_Exercise materials_:
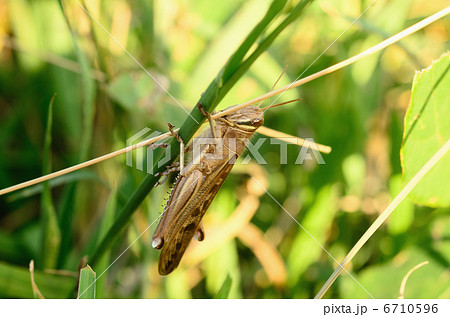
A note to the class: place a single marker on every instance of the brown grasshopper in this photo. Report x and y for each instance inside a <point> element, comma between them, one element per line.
<point>199,182</point>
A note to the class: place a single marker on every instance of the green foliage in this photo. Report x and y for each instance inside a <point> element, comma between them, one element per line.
<point>224,289</point>
<point>426,130</point>
<point>86,286</point>
<point>231,51</point>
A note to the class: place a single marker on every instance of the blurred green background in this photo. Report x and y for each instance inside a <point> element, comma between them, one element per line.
<point>101,98</point>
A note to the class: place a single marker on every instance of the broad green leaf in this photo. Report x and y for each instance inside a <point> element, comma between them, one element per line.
<point>426,130</point>
<point>86,288</point>
<point>401,219</point>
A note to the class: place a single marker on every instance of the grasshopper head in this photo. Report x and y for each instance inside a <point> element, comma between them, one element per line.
<point>248,119</point>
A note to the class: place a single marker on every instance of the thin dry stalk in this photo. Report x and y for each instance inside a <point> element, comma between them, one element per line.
<point>384,215</point>
<point>405,279</point>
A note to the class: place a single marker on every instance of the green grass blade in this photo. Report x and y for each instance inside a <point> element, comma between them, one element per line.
<point>88,111</point>
<point>224,290</point>
<point>36,292</point>
<point>216,90</point>
<point>86,288</point>
<point>51,235</point>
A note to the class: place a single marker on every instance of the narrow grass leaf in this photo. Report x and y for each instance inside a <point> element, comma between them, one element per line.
<point>426,130</point>
<point>216,90</point>
<point>15,283</point>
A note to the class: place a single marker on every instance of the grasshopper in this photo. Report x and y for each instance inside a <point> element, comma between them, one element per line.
<point>199,182</point>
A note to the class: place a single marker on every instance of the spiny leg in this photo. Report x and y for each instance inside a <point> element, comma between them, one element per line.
<point>208,116</point>
<point>179,139</point>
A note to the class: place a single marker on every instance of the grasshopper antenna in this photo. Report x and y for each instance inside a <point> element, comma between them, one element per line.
<point>276,82</point>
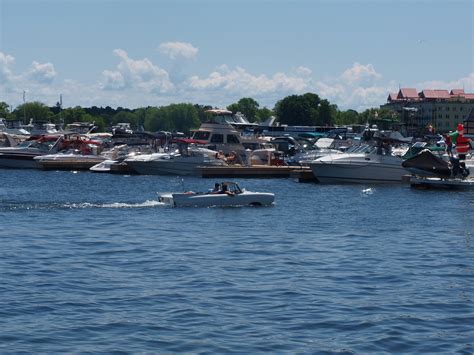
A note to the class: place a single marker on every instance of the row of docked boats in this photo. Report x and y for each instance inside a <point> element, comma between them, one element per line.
<point>376,157</point>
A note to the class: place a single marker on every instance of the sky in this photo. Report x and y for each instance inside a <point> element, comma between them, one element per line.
<point>136,53</point>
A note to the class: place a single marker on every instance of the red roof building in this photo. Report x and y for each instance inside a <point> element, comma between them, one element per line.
<point>435,94</point>
<point>407,94</point>
<point>441,109</point>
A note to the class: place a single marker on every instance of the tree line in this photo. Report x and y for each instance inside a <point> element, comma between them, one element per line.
<point>302,110</point>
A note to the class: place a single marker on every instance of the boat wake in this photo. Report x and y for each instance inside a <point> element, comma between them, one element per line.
<point>22,206</point>
<point>368,191</point>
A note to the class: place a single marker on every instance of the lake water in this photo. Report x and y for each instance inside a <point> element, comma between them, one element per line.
<point>92,262</point>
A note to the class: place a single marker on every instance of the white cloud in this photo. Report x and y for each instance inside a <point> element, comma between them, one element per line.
<point>42,73</point>
<point>359,73</point>
<point>141,73</point>
<point>176,50</point>
<point>302,71</point>
<point>5,62</point>
<point>238,80</point>
<point>466,82</point>
<point>113,80</point>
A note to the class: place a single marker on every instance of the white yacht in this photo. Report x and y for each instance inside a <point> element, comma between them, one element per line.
<point>182,162</point>
<point>362,164</point>
<point>227,132</point>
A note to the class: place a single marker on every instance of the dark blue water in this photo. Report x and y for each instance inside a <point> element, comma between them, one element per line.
<point>92,262</point>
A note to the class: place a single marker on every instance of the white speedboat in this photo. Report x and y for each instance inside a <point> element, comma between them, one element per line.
<point>68,161</point>
<point>365,164</point>
<point>230,195</point>
<point>22,155</point>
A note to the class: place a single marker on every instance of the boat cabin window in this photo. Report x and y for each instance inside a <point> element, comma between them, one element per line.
<point>201,135</point>
<point>232,138</point>
<point>217,138</point>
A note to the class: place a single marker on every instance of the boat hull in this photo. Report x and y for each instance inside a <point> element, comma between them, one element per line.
<point>169,167</point>
<point>439,183</point>
<point>18,161</point>
<point>68,162</point>
<point>245,198</point>
<point>370,172</point>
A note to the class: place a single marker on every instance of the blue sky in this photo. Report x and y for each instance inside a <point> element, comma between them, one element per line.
<point>138,53</point>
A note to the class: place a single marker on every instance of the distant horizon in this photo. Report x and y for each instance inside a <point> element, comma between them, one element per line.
<point>134,54</point>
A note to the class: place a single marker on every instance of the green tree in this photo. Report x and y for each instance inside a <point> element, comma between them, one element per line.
<point>4,110</point>
<point>33,110</point>
<point>126,117</point>
<point>298,109</point>
<point>325,114</point>
<point>347,117</point>
<point>263,114</point>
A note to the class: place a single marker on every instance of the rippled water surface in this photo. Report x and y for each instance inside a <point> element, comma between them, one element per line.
<point>92,262</point>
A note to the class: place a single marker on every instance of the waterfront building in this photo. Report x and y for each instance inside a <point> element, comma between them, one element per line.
<point>440,109</point>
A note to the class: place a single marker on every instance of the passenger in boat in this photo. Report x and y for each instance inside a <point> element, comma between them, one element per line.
<point>233,158</point>
<point>449,145</point>
<point>220,155</point>
<point>216,189</point>
<point>225,190</point>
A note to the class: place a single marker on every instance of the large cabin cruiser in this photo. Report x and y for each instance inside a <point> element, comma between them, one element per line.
<point>362,164</point>
<point>181,162</point>
<point>226,132</point>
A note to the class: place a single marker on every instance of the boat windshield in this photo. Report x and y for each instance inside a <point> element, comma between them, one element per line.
<point>364,148</point>
<point>201,135</point>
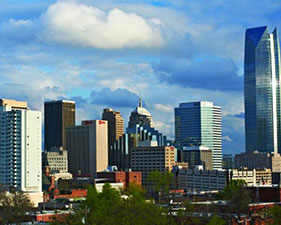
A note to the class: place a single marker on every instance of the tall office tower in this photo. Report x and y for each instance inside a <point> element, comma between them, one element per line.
<point>153,158</point>
<point>121,150</point>
<point>140,116</point>
<point>87,147</point>
<point>59,114</point>
<point>198,155</point>
<point>20,147</point>
<point>199,123</point>
<point>262,90</point>
<point>115,125</point>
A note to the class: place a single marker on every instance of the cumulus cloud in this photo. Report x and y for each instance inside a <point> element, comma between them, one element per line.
<point>211,74</point>
<point>117,98</point>
<point>80,24</point>
<point>226,138</point>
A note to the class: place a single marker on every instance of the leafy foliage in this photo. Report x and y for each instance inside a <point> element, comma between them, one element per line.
<point>238,199</point>
<point>217,221</point>
<point>162,183</point>
<point>110,208</point>
<point>13,206</point>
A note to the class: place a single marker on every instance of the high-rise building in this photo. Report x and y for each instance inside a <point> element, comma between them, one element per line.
<point>198,155</point>
<point>148,159</point>
<point>59,114</point>
<point>87,147</point>
<point>140,116</point>
<point>20,148</point>
<point>115,123</point>
<point>262,90</point>
<point>121,150</point>
<point>56,160</point>
<point>258,160</point>
<point>227,162</point>
<point>199,123</point>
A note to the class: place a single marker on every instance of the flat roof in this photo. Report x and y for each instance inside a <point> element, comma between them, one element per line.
<point>66,101</point>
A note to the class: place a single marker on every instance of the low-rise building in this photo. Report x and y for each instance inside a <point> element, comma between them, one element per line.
<point>56,159</point>
<point>148,159</point>
<point>251,177</point>
<point>258,160</point>
<point>126,178</point>
<point>198,155</point>
<point>193,180</point>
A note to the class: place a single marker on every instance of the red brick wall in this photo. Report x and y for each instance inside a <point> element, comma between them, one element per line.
<point>133,177</point>
<point>75,193</point>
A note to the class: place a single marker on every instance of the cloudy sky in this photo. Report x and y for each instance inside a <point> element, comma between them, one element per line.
<point>107,53</point>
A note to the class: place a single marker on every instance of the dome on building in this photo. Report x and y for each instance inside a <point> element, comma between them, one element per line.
<point>141,116</point>
<point>141,110</point>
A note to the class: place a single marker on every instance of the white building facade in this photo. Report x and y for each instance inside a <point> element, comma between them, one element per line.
<point>20,149</point>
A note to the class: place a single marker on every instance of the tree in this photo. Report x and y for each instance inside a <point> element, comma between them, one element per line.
<point>13,206</point>
<point>162,183</point>
<point>237,200</point>
<point>275,214</point>
<point>217,221</point>
<point>110,208</point>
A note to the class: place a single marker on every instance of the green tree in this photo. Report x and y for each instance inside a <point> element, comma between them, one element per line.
<point>275,214</point>
<point>237,199</point>
<point>110,208</point>
<point>217,221</point>
<point>162,183</point>
<point>13,206</point>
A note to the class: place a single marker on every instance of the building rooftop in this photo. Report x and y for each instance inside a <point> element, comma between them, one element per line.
<point>64,101</point>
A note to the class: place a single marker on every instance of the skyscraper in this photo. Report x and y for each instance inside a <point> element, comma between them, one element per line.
<point>58,115</point>
<point>197,124</point>
<point>87,147</point>
<point>140,116</point>
<point>262,90</point>
<point>20,148</point>
<point>115,123</point>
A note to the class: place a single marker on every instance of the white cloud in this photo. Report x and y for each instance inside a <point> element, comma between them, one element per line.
<point>83,25</point>
<point>226,138</point>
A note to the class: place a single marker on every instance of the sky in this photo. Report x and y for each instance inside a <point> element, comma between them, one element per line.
<point>109,53</point>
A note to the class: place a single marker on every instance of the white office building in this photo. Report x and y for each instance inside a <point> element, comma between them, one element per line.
<point>20,148</point>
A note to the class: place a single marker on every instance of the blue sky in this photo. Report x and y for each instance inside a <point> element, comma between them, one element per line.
<point>107,53</point>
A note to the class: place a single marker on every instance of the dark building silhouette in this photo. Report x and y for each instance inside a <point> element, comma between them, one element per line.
<point>115,123</point>
<point>58,115</point>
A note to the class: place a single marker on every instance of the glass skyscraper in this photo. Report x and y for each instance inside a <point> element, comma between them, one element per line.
<point>262,90</point>
<point>199,123</point>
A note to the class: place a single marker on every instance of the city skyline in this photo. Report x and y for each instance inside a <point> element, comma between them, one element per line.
<point>193,51</point>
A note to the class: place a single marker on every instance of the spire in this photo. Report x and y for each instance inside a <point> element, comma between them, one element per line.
<point>140,103</point>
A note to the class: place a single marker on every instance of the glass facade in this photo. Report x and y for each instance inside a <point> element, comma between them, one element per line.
<point>261,90</point>
<point>199,123</point>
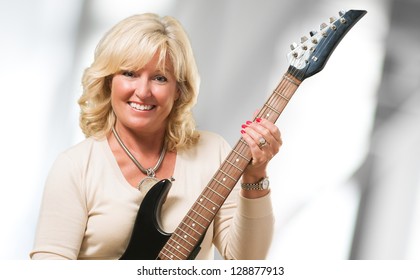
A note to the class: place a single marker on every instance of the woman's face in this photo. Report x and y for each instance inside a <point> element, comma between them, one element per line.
<point>143,99</point>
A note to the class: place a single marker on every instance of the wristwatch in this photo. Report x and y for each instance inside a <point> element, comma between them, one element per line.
<point>262,184</point>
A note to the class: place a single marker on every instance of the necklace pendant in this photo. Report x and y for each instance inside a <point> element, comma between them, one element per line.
<point>146,184</point>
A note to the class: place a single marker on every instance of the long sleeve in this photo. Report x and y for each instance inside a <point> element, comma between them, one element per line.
<point>244,230</point>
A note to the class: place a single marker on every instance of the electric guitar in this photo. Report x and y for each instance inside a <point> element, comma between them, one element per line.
<point>148,240</point>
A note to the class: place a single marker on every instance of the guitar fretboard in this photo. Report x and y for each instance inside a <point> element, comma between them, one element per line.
<point>191,230</point>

_What you should do_: Give exactly the lines from the one with "of the long" to the end of the entries, nothing before them.

_Output of the exercise_:
A note to the class: place a single marker on every instance of the long sleeve in this photo. Report x and y for each instance inside a <point> element, comma between them, one element per line.
<point>244,230</point>
A note to the class: place a single marker on every instance of the electric guitar in this photo. Report x and y for each instance inside a <point> element, comma between them, one element per line.
<point>148,240</point>
A note to the class: place a single marker on every instance of the guitar fretboard in this photo. Report x and y for each instance inside a <point> element, comma between them, one element per line.
<point>191,230</point>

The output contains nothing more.